ABOUT THIS TASK
Here the whole listing must be retyped exactly, with no line omitted.

━━━ SOURCE INFORMATION

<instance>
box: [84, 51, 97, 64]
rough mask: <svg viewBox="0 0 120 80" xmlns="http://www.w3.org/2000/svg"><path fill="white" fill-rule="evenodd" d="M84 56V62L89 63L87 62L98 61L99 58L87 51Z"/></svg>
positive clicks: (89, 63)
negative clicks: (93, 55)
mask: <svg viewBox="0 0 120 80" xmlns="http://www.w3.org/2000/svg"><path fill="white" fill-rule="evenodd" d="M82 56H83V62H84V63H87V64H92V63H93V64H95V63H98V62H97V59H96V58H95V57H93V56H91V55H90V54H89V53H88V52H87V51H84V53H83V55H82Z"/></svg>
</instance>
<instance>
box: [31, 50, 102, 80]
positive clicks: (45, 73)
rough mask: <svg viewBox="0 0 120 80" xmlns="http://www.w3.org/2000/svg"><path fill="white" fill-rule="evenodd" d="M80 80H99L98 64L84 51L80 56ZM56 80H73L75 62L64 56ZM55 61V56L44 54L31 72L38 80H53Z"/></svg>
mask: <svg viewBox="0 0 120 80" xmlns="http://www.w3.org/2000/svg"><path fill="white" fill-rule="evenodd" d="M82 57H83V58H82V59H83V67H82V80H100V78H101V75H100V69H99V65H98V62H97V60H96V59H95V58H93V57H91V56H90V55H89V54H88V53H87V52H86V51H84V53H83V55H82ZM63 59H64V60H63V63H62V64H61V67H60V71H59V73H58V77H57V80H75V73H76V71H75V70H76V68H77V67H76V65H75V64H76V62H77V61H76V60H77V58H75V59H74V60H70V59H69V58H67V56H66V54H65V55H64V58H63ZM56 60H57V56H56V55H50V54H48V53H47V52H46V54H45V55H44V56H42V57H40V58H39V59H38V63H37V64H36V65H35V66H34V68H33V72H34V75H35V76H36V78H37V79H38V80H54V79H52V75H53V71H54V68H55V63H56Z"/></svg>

━━━━━━

EXERCISE RESPONSE
<instance>
box: [84, 51, 97, 64]
rough mask: <svg viewBox="0 0 120 80" xmlns="http://www.w3.org/2000/svg"><path fill="white" fill-rule="evenodd" d="M84 56V62L89 63L87 62L98 61L99 58L87 51Z"/></svg>
positive clicks: (89, 63)
negative clicks: (93, 55)
mask: <svg viewBox="0 0 120 80" xmlns="http://www.w3.org/2000/svg"><path fill="white" fill-rule="evenodd" d="M82 56H83V62H84V63H87V64H92V63H93V64H95V63H98V62H97V59H96V58H95V57H93V56H91V55H90V54H89V53H88V52H87V51H84V53H83V55H82Z"/></svg>
</instance>
<instance>
box: [31, 50, 102, 80]
positive clicks: (45, 73)
rough mask: <svg viewBox="0 0 120 80" xmlns="http://www.w3.org/2000/svg"><path fill="white" fill-rule="evenodd" d="M80 80H99L98 64L84 51L80 56ZM56 80H73L75 62L64 56ZM55 61V56L44 54L31 72L38 80H53Z"/></svg>
mask: <svg viewBox="0 0 120 80" xmlns="http://www.w3.org/2000/svg"><path fill="white" fill-rule="evenodd" d="M82 57H83V58H82V59H83V67H82V80H100V78H101V75H100V69H99V65H98V62H97V60H96V59H95V58H93V57H91V56H90V55H89V54H88V53H87V52H86V51H84V53H83V55H82ZM63 59H64V60H63V63H62V64H61V67H60V71H59V73H58V77H57V80H75V73H76V71H75V70H76V68H77V67H76V65H75V64H76V62H77V61H76V60H77V58H75V59H74V60H70V59H69V58H67V56H66V54H65V55H64V58H63ZM56 60H57V56H56V55H50V54H48V53H47V52H46V54H45V55H44V56H42V57H40V58H39V59H38V63H37V64H36V65H35V66H34V68H33V72H34V75H35V76H36V78H37V79H38V80H54V79H52V75H53V71H54V68H55V63H56Z"/></svg>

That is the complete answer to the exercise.